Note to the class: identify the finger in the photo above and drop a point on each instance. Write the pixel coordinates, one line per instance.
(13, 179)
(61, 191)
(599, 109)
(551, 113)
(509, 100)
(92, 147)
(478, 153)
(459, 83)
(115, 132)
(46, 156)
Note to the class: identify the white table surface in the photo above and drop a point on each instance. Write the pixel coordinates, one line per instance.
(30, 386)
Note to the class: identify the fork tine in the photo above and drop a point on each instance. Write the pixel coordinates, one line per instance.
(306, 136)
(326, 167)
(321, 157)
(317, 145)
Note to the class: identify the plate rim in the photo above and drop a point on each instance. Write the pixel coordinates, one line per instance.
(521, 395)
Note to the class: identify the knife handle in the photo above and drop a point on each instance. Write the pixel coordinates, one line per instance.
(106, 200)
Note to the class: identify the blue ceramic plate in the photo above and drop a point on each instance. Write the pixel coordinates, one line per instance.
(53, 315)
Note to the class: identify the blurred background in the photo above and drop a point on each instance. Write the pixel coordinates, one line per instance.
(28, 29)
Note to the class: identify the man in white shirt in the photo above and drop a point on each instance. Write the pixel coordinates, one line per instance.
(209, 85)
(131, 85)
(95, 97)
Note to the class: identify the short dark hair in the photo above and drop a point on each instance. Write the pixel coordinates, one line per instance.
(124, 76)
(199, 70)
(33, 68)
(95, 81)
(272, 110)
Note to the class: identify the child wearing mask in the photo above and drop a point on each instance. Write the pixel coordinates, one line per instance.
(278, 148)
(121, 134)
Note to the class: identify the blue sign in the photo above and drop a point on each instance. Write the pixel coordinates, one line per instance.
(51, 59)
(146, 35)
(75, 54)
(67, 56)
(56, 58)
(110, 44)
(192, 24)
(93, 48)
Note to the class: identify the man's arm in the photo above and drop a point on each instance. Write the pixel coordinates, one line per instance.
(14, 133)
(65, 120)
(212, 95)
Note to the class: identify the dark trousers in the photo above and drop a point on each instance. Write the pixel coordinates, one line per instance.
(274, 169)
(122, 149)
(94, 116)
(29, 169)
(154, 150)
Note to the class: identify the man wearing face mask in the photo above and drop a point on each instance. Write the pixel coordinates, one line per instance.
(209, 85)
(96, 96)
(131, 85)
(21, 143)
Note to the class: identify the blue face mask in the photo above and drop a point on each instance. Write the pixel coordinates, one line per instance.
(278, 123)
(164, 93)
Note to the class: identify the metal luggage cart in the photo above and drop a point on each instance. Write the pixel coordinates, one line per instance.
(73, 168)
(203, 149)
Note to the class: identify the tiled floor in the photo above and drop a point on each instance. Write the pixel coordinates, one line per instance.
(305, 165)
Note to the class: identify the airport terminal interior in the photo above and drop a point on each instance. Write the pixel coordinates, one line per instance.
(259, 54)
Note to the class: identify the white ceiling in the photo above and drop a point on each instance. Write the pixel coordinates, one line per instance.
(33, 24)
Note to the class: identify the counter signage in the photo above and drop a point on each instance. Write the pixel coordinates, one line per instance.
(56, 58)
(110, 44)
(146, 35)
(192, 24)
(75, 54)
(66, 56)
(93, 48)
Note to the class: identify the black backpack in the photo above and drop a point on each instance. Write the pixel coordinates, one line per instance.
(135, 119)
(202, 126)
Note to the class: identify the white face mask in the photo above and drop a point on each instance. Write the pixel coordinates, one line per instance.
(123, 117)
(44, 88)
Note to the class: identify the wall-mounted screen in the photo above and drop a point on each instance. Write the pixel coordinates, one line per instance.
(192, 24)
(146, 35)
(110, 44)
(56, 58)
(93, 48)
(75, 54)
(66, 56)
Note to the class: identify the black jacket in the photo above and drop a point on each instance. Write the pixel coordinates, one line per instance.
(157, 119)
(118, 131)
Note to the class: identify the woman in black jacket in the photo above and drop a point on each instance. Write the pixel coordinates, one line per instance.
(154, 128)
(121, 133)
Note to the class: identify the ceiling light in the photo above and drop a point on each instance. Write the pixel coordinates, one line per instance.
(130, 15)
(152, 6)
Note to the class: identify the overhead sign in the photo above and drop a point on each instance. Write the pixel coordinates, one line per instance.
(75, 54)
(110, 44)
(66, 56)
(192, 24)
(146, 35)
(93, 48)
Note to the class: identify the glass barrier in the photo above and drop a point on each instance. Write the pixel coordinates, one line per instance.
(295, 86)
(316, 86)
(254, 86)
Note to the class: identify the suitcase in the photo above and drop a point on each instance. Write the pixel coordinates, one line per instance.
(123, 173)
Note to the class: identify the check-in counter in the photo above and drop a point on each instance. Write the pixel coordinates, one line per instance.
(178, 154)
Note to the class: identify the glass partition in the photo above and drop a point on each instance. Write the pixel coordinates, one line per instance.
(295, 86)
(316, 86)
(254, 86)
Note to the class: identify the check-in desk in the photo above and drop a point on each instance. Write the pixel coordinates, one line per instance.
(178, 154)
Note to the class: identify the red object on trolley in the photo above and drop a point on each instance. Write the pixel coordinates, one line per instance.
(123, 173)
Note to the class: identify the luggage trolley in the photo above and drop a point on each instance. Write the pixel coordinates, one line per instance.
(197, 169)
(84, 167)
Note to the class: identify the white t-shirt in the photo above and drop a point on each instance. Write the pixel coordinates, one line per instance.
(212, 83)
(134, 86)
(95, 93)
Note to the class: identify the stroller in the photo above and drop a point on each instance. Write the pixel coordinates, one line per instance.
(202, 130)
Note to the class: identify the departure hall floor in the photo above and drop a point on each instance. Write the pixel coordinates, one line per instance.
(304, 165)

*TASK REQUIREMENTS*
Write out the records above again, keeping each one identical to the original.

*THE ANSWER*
Note to the class: identify the finger in the photo above and drop a point on each instance. Write the pixel coordinates, one line per instance.
(13, 179)
(61, 191)
(599, 109)
(551, 113)
(509, 100)
(92, 147)
(478, 153)
(459, 83)
(115, 132)
(46, 156)
Note to the class: identify the white table surface in the photo above and drop a point on each instance. Write the pixel coordinates, one line per instance.
(30, 386)
Note to the class: identify the fork tine in the photo above and drop a point on each instance. Write the pixel coordinates, one line per instance.
(306, 136)
(326, 167)
(321, 157)
(317, 145)
Note to the class: identify the plate rim in the photo above and drop a point on each instance. Write the pixel coordinates, one line per instance.
(521, 395)
Note to the class: identify the knife handle in the photo above and drop a point on each instance. Write the pixel coordinates, one line per instance.
(106, 200)
Note to the class: identify the blue ceramic plate in the photo above and drop a point on each instance. Write the pixel coordinates, one line per instance.
(53, 315)
Note to the class: identify the blurred background in the photo above and drop a point on each instance. Write the pixel coordinates, one line per instance.
(28, 29)
Note to the class: identify the man in white shirt in the photo above and drop a point on each instance. Write the pixel coordinates, one line per instance.
(209, 85)
(131, 85)
(95, 97)
Note to the class: identify the short dark hair in the photo above and drop a point on each instance. Write the pixel coordinates, one line per instance.
(124, 76)
(199, 70)
(33, 68)
(95, 81)
(272, 110)
Note to the class: identify the child wearing mask in the photo above and drop a point on each instance. Write the pixel coordinates, one line per instance.
(278, 148)
(121, 134)
Note to the class: identify the blue sign in the photo above and drop a point on each instance. Write the pixel coordinates, one line per instance.
(51, 59)
(146, 35)
(75, 54)
(67, 56)
(56, 58)
(110, 44)
(192, 24)
(93, 48)
Note to the class: identify the man's arm in the photo above and drop a point on each instance. Write the pixel coordinates, one line per instance.
(14, 133)
(65, 120)
(212, 95)
Note to the class: identify the dark trousers in the photo above and drop a point on each instance. Write the pixel coordinates, one line per instance.
(274, 169)
(122, 149)
(94, 116)
(29, 169)
(154, 150)
Note to the class: identify the man wearing face mask in the photo above and drop a point on each instance. Write the pixel coordinates, one line per instance.
(209, 85)
(96, 96)
(131, 85)
(21, 143)
Note to the class: identify the blue face mask in the photo above and drop a point on each instance. Write the pixel coordinates, one line per instance.
(278, 123)
(164, 93)
Note to the class: identify the metal luggage cart in the photo above and drop a point on each instance. Write the pixel coordinates, one line per instance.
(73, 168)
(203, 149)
Note to the class: identify the tiled floor in the photo above and drop a point on each instance. Write the pixel coordinates, one line per instance.
(305, 165)
Note to the class: identify the airport terminal interior in the photo above and drop a point on each instance. Write the pixel coordinates, one line per instance.
(259, 54)
Note to the class: identify the white ceiling in the photo above and drop a point on each instance. Write the pixel coordinates, one line per instance.
(33, 24)
Note to the class: identify the counter signage in the photo above and drop a point on each instance. Write the pixel coordinates, one line per instance.
(56, 58)
(110, 44)
(146, 35)
(192, 24)
(75, 54)
(66, 56)
(93, 48)
Note to the class: identify the black backpack in the photo above and drop a point on each instance. Write the pixel coordinates, one line per instance.
(135, 119)
(202, 126)
Note to the class: identify the white face mask in the photo above and drop a point on each instance. Write the pixel coordinates, one line per instance.
(123, 117)
(44, 88)
Note to the class: identify the wall-mounted screen in the photo above and drop a point on each instance. Write the pixel coordinates, one line per instance.
(192, 24)
(146, 35)
(110, 44)
(56, 58)
(93, 48)
(75, 54)
(66, 56)
Note to the class: identify the black jacket in the photo above and drop a point on each instance. Write the pixel coordinates, one line per instance.
(157, 119)
(118, 131)
Note to the class: identify the woman in black jacket in the photo above and drop a point on each instance. Write the pixel coordinates, one line per instance.
(154, 128)
(121, 133)
Note to the class: identify the ceiling light in the photo above and drop a point on each instance. Write the pixel coordinates, one line per instance.
(130, 15)
(152, 6)
Note to the class: identify the overhead sign in the photo above and drop a point on each instance. Write the pixel coordinates, one line per instance.
(75, 54)
(110, 44)
(66, 56)
(192, 24)
(146, 35)
(93, 48)
Note to the class: identify the glass barrier in the photo above and drop a point on each instance. Write the pixel coordinates, one line per instance.
(295, 86)
(316, 86)
(254, 86)
Note to the class: identify the suitcase in the photo above and drop a point on each instance. Write the pixel coordinates, one line per instance.
(123, 173)
Note to the class: identify the check-in counter in the photo above and drop a point on each instance. Write the pixel coordinates, one line per instance.
(178, 154)
Note to the class: identify the glass partition in the photo above and drop a point on each instance. Write the pixel coordinates, one line per instance.
(295, 86)
(316, 86)
(254, 86)
Note to the class: identify the check-in desk in the photo above and drop a point on each instance. Write the pixel coordinates, one line per instance.
(178, 154)
Note to the class: identify the red object on trolley in the photo above and drop a point on each instance. Write the pixel coordinates, one line per instance.
(123, 173)
Note to the class: identify the luggage trolley in the photo above and drop a point on each instance. Write the pixel coordinates, one line per instance.
(197, 169)
(84, 167)
Note to the class: identify the white t-shirt in the photo above and drop a point on each instance. Write the pixel coordinates, one line per instance.
(212, 83)
(134, 86)
(95, 93)
Note to the class: identify the stroller in the photo above and drop a point on each instance. Write the pixel coordinates, one line per instance.
(202, 130)
Note to the class: identify the departure hall floor in the photo above and drop a point on each instance. Write the pixel coordinates, one line per instance.
(304, 165)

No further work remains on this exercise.